• _Aim_:
Update the entries below by changing "Signal-phase audit" to "Site review" everywhere it appears, leaving every other word the same.

Some records
— Begin —

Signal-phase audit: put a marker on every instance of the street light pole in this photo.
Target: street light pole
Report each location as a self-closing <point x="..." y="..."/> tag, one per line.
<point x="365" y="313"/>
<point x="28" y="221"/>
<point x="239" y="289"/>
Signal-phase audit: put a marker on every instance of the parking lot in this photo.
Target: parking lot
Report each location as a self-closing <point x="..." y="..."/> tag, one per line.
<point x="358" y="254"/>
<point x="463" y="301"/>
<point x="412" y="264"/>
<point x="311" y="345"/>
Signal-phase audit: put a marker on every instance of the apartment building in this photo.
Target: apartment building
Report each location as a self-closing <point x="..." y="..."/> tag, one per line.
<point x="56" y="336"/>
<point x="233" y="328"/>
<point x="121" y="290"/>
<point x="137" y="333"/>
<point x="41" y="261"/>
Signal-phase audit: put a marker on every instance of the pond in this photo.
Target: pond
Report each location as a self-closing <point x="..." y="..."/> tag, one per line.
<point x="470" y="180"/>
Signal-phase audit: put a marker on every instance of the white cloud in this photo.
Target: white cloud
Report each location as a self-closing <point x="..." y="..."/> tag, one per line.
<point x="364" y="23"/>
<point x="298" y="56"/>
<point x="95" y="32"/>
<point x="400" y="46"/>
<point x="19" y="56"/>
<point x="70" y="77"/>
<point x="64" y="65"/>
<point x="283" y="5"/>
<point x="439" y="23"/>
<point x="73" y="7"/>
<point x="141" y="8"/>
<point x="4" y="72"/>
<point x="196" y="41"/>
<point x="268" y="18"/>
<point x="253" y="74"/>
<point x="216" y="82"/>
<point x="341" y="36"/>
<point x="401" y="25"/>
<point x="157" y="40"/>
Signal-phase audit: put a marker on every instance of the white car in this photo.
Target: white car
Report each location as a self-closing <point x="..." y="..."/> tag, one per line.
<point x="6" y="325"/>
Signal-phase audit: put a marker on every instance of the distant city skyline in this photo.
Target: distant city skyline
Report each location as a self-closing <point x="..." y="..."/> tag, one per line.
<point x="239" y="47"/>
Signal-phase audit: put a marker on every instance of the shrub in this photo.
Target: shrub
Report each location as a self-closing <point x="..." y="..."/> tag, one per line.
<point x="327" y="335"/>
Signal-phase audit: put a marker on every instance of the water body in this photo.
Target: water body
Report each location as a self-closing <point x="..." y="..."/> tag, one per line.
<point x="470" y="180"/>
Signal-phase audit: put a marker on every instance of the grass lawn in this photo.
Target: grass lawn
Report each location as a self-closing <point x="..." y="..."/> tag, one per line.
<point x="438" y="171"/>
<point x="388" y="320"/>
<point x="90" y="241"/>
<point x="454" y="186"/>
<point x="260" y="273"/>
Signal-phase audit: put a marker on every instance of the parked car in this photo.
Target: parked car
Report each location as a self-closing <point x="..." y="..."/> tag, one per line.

— End —

• _Correct response_:
Site review: put a marker on every instance of the street light pole in this photo.
Target: street light pole
Report each location as a self-closing <point x="..." y="..."/> tag, one per line.
<point x="365" y="313"/>
<point x="28" y="221"/>
<point x="239" y="289"/>
Site review: put a marker on every instance of the parking lot in this photo.
Target: parking lot
Report each location as a self-closing <point x="..." y="..."/> tag, one per line.
<point x="358" y="254"/>
<point x="463" y="301"/>
<point x="412" y="264"/>
<point x="311" y="345"/>
Site review: put a marker on every instance of the apartment building in this photo.
Target: apartment building
Report each location as a self-closing <point x="..." y="..."/> tag, one per line.
<point x="56" y="336"/>
<point x="233" y="328"/>
<point x="121" y="290"/>
<point x="137" y="333"/>
<point x="41" y="261"/>
Site review: put a marker on every instance of the pond in this photo.
Target: pond
Report each location as a self-closing <point x="..." y="..."/> tag, one per line.
<point x="470" y="180"/>
Site review: put a marker on every instance of the white cloud in this photo.
Target: white cloud
Report each location as a self-closing <point x="..." y="..."/> tag, one per line.
<point x="364" y="23"/>
<point x="298" y="56"/>
<point x="95" y="32"/>
<point x="400" y="46"/>
<point x="19" y="56"/>
<point x="70" y="77"/>
<point x="64" y="65"/>
<point x="283" y="5"/>
<point x="439" y="23"/>
<point x="73" y="7"/>
<point x="141" y="8"/>
<point x="4" y="72"/>
<point x="196" y="41"/>
<point x="268" y="18"/>
<point x="253" y="74"/>
<point x="216" y="82"/>
<point x="341" y="36"/>
<point x="401" y="25"/>
<point x="157" y="40"/>
Site review: put a marker on every instance of the white car in this photo.
Target: white car
Report each location as a self-closing <point x="..." y="..."/> tag, one per line.
<point x="6" y="325"/>
Site review: put a marker on every instance of the distant city skyline in this photo.
Target: distant city skyline
Report each location as a self-closing <point x="..." y="..."/> tag, one per line.
<point x="239" y="47"/>
Site review: put a marker on every instance of the shrub in this photo.
Target: shrub
Report each location as a self-closing <point x="..." y="..."/> tag, one per line.
<point x="327" y="335"/>
Site review: put a marker on every instance of the water body in this photo.
Target: water body
Report each location as a self-closing <point x="..." y="..."/> tag, one per line.
<point x="470" y="180"/>
Site review: put a marker on every instance of the grass lawn in this photo.
Target: grass lawn
Report each location as a self-closing <point x="..." y="..."/> tag, one per line.
<point x="438" y="171"/>
<point x="388" y="320"/>
<point x="90" y="241"/>
<point x="454" y="186"/>
<point x="260" y="273"/>
Site review: put a marker on every instance of the parked car in this photo.
Target: parked car
Report each location as a self-closing <point x="..." y="..."/> tag, one per line.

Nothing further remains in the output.